(Stored data)
——
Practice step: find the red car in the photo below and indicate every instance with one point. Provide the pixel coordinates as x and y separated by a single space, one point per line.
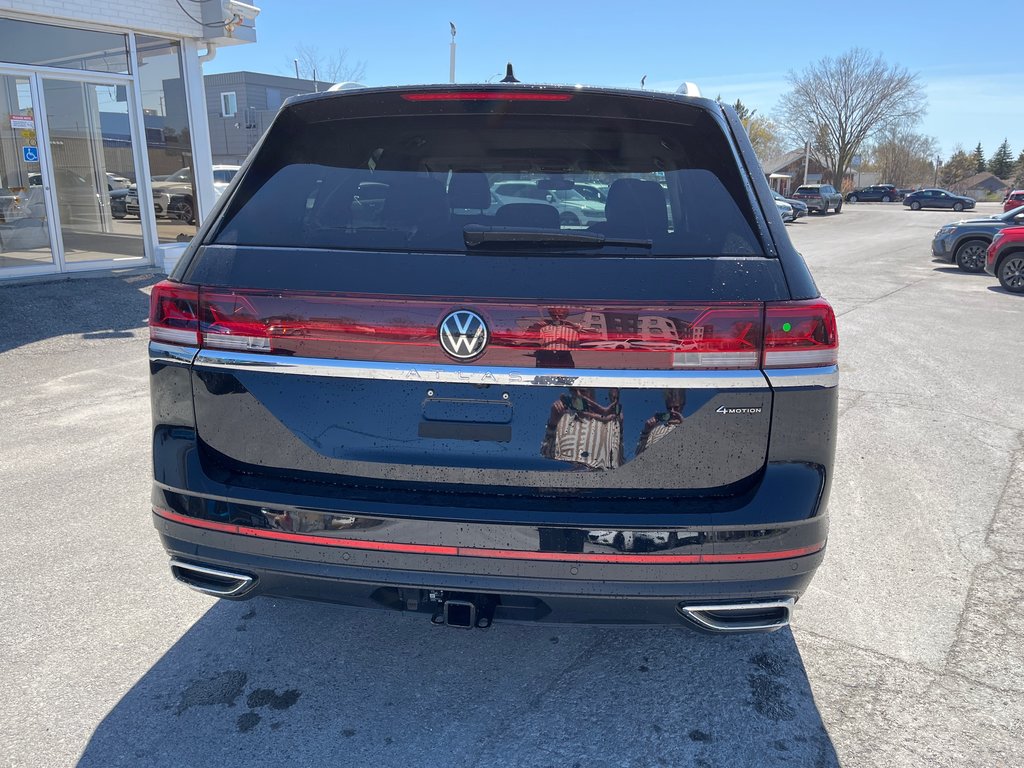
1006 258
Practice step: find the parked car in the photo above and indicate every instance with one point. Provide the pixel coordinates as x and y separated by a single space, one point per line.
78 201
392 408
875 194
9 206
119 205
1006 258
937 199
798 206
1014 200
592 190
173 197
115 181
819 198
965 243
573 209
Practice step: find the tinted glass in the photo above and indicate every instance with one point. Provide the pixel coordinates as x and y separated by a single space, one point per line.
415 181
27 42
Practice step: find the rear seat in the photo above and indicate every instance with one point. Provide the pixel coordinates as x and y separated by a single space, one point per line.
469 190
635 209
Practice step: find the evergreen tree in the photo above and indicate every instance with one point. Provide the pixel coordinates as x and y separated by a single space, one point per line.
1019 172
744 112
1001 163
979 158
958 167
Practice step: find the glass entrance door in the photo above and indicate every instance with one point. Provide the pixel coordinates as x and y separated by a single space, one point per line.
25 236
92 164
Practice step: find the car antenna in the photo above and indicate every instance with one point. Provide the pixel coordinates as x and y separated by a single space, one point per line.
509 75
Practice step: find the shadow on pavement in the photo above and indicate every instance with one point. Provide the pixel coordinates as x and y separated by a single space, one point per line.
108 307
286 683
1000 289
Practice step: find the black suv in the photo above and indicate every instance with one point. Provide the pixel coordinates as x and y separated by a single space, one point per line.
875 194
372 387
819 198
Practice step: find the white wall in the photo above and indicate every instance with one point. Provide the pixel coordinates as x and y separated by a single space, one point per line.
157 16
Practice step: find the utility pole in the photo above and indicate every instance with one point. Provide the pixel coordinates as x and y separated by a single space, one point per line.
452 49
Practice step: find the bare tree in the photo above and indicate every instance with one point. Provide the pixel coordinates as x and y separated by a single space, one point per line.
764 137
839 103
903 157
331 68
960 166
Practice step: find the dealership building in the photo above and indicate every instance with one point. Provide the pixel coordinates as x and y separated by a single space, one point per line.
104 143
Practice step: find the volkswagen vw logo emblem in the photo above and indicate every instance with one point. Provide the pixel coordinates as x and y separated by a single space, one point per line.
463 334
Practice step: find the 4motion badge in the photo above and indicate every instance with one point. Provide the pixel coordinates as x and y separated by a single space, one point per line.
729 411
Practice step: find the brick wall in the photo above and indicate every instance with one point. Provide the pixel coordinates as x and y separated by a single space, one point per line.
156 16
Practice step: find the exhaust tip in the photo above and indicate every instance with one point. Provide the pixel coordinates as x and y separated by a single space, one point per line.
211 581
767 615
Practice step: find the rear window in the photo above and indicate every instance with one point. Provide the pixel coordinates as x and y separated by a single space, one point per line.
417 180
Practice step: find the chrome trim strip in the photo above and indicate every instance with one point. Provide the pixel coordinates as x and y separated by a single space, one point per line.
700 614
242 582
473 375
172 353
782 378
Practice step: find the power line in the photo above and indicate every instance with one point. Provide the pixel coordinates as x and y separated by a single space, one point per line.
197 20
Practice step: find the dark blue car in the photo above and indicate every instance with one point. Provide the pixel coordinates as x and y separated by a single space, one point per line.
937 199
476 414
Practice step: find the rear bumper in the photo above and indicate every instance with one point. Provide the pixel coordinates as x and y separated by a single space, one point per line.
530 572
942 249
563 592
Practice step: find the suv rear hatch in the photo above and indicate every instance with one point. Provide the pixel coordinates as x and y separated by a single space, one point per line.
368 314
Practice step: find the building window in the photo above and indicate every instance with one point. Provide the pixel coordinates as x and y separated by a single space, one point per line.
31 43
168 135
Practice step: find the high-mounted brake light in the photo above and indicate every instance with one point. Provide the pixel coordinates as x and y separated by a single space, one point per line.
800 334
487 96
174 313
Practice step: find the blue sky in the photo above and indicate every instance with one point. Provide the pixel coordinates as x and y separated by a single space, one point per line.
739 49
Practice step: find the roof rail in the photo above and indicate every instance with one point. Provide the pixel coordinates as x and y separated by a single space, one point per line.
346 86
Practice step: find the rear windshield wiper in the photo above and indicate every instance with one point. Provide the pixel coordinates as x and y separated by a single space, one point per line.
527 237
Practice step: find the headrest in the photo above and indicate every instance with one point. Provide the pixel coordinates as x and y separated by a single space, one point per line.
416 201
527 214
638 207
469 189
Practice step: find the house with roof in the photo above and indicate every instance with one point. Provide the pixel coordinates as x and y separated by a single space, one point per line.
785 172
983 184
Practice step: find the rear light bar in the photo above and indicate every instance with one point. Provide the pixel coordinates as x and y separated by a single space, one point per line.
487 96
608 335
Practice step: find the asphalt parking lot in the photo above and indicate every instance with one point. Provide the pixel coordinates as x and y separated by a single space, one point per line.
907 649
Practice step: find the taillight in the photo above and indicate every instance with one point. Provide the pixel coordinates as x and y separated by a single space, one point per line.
——
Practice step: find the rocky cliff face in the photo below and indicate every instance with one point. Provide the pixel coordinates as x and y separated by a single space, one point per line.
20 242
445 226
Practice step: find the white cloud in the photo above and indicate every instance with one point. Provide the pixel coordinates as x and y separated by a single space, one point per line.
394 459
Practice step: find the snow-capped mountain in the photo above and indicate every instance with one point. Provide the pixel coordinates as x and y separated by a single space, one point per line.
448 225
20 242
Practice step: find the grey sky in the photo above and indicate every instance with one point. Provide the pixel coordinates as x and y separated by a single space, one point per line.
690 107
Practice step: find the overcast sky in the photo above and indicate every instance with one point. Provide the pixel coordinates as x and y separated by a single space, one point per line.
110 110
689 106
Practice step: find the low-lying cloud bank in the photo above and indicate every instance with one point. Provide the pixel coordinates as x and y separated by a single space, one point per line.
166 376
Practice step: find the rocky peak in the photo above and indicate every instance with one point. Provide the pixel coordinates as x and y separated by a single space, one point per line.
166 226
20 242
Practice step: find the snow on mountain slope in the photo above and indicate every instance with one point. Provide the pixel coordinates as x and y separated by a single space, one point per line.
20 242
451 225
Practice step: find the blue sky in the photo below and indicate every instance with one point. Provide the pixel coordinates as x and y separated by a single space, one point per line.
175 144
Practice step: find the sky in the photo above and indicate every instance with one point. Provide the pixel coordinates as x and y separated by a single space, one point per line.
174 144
——
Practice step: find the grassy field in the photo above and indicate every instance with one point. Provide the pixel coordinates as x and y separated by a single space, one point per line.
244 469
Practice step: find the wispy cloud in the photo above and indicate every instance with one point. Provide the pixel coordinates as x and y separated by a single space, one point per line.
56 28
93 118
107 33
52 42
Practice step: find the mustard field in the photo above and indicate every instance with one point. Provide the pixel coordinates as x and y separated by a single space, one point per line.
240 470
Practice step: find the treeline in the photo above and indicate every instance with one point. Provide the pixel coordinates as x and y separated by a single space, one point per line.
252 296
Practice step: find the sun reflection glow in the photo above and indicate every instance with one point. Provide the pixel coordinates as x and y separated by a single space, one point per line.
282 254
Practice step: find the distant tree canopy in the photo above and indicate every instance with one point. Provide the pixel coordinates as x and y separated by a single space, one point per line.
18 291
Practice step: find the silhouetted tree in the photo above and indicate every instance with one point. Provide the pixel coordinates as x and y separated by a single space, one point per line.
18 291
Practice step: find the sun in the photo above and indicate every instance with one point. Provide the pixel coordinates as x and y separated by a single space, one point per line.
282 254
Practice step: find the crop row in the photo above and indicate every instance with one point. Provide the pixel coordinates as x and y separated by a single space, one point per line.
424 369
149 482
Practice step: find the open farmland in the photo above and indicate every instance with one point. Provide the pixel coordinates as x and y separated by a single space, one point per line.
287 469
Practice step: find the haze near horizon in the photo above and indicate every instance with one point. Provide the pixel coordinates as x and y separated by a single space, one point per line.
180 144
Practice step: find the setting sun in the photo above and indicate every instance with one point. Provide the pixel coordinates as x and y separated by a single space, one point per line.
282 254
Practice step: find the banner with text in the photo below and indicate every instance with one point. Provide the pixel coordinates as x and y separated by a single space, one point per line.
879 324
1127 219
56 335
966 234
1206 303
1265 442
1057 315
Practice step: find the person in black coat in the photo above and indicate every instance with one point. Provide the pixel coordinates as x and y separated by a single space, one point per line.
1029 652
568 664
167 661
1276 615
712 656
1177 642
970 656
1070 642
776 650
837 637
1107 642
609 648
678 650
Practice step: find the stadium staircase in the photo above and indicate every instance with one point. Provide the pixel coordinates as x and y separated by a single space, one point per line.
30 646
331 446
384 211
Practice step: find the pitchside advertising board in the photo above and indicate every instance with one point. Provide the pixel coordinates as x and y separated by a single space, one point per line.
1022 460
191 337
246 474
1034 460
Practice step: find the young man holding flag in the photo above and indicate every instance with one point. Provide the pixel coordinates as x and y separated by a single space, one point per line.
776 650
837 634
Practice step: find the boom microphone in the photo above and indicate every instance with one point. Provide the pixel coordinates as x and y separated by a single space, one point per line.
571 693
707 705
——
▶ Problem to work on: The entries above hold a line with "Practice step: find the rear windshield" and a later line with "Practice step: find the taillight". Write out exactly those lines and all lines between, nothing more.

▶ Solution to this task:
Practice step: find the rear windshield wiper in the photo above and indicate every instance with one point. Provide the pixel coordinates as x and y separated by a single space, one point per line.
527 237
Practice step: find the headrest in the photo above and indicate every instance with one point. Provide the pixel coordinates as x and y separated by a single space, one point per line.
416 201
527 214
638 207
469 189
Practice step: find the house with roof in the photo above and indicate every instance with one point. Provide the pixel coordinates as x and y separated by a single space, one point per line.
785 172
983 184
Practice step: find the rear light bar in the photo above and indicate every instance with one point. Provide the pixel coordinates as x and y separated by a single space, one point per line.
487 96
608 335
Practice step: find the asphalt parking lot in the photo above and indicate every instance with one point. Provide the pixel coordinates as x and y separated by a single space, one point per line.
907 649
Practice step: find the taillight in the photo above and indicate every instance with one point. Provide the pixel coordinates as x and y separated by a single space, one point per line.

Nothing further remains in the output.